• Reading passage
........

We conducted a multicenter nested case-control study at 10 Veterans Affairs medical centers in New England. Among 71 661 patients receiving ambulatory care between 1989 and 1990, 501 case patients were identified as men who were diagnosed as having adenocarcinoma of the prostate from 1991 through 1995 and who died sometime between 1991 and 1999. Control patients were men who were alive at the time the corresponding case patient had died, matched (1:1 ratio) for age and Veterans Affairs facility. The exposure variable (determined blind to case-control status) was whether PSA testing or DRE was performed for screening prior to the diagnosis of prostate cancer among case patients, with the same time interval for control patients. The association of screening and overall or cause-specific (prostate cancer) mortality was adjusted for race and comorbidity.
A benefit of screening was not found in our primary analysis assessing PSA screening and all-cause mortality (adjusted odds ratio, 1.08; 95% confidence interval, 0.71-1.64; P = .72), nor in a secondary analysis of PSA and/or DRE screening and cause-specific mortality (adjusted odds ratio, 1.13; 95% confidence interval, 0.63-2.06; P = .68).
These results do not suggest that screening with PSA or DRE is effective in reducing mortality. Recommendations for obtaining “verbal informed consent” from men regarding such screening should continue.

........

• Data provided

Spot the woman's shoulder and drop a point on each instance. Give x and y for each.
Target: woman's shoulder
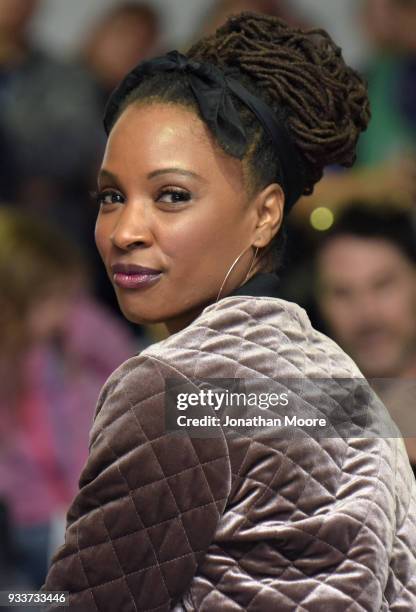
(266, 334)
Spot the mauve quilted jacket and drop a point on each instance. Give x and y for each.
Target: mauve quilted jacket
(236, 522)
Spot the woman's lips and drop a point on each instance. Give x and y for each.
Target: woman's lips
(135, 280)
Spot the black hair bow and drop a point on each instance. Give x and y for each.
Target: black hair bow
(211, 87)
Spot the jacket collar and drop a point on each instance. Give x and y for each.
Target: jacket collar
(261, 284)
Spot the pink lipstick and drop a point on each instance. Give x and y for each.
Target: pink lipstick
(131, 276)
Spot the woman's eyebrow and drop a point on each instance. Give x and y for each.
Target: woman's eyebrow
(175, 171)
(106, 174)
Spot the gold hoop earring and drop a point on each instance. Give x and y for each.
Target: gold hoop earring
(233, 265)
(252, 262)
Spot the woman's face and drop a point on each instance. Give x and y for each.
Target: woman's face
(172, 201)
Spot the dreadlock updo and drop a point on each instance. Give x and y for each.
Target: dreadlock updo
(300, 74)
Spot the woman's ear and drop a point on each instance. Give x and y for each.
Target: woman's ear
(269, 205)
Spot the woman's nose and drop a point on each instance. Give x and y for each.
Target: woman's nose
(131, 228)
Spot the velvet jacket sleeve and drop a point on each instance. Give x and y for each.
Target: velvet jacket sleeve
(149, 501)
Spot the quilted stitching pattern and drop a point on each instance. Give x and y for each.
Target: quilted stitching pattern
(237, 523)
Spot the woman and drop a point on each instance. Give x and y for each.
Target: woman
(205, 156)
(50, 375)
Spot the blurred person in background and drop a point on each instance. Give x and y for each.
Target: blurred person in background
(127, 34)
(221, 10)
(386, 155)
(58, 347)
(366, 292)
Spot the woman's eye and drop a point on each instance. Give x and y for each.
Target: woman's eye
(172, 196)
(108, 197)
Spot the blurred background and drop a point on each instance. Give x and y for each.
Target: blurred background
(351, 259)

........

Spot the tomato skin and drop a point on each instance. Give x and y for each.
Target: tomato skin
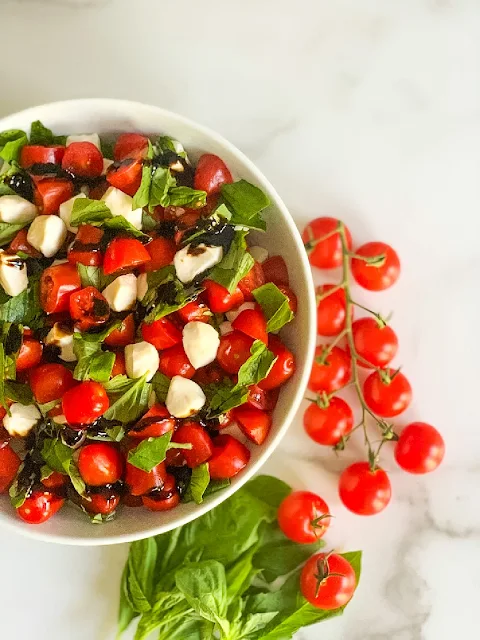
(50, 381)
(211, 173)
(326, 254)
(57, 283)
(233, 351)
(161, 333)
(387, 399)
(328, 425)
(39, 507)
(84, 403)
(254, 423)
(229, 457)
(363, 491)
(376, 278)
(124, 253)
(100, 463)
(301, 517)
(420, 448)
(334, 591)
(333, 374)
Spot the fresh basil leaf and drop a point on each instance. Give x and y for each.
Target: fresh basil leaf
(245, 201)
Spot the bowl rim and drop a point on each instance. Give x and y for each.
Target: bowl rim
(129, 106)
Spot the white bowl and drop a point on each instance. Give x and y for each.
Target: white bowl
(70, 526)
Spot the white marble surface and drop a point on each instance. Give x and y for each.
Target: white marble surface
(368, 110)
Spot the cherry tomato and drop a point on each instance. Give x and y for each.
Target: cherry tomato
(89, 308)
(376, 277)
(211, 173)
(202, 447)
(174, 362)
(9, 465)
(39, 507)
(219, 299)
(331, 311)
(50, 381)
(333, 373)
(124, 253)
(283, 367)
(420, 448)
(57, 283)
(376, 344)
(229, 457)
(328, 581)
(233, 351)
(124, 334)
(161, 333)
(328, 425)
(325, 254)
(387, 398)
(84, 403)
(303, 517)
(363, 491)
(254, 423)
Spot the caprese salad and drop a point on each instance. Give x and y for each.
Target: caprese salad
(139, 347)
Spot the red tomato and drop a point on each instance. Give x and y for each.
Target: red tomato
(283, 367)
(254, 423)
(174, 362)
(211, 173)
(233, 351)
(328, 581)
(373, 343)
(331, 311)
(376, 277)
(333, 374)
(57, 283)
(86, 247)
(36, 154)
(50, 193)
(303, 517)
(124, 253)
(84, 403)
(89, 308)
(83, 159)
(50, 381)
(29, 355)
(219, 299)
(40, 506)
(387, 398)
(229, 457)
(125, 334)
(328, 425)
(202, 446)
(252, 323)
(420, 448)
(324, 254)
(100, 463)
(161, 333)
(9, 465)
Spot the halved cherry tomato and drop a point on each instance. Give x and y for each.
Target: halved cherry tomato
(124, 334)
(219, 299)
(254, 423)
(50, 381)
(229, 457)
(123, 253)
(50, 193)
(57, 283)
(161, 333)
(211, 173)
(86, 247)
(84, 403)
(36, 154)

........

• Parts of the exercise
A – In the prostate screening passage, why do the authors conclude that screening with PSA or DRE is not shown to reduce mortality? Answer in one to three sentences.
B – Transcribe everything in the prostate screening passage from "A benefit of" down to "screening should continue.".
You can set the records aside, since they are not needed here.

• Solution set
A – Neither analysis found a benefit of screening. The primary analysis of PSA screening and all-cause mortality gave an adjusted odds ratio of 1.08 (95% confidence interval, 0.71-1.64; P = .72). The secondary analysis of PSA and/or DRE screening and prostate cancer mortality gave an adjusted odds ratio of 1.13 (95% confidence interval, 0.63-2.06; P = .68).

B –
A benefit of screening was not found in our primary analysis assessing PSA screening and all-cause mortality (adjusted odds ratio, 1.08; 95% confidence interval, 0.71-1.64; P = .72), nor in a secondary analysis of PSA and/or DRE screening and cause-specific mortality (adjusted odds ratio, 1.13; 95% confidence interval, 0.63-2.06; P = .68).
These results do not suggest that screening with PSA or DRE is effective in reducing mortality. Recommendations for obtaining “verbal informed consent” from men regarding such screening should continue.